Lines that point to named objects
----
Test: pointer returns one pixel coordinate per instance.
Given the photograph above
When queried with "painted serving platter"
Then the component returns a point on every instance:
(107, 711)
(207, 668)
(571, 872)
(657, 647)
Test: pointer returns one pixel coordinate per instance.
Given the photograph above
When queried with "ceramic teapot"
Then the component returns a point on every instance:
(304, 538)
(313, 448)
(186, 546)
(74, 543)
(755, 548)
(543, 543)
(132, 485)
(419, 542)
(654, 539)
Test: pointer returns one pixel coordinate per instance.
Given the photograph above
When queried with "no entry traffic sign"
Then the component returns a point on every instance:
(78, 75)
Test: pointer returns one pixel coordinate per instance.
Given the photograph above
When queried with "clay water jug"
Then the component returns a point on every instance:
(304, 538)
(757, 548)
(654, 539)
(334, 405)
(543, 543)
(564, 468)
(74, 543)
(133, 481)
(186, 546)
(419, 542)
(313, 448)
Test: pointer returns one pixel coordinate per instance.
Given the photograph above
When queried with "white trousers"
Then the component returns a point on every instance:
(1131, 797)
----
Objective: Pull out every line above that contains the string "queried", and treat uppercase and lowercase as different.

Answer to the task:
When queried with "painted serving platter"
When queried with "ceramic teapot"
When queried with "no entry traffic sign"
When queried with "clay water jug"
When queried with "white trousers"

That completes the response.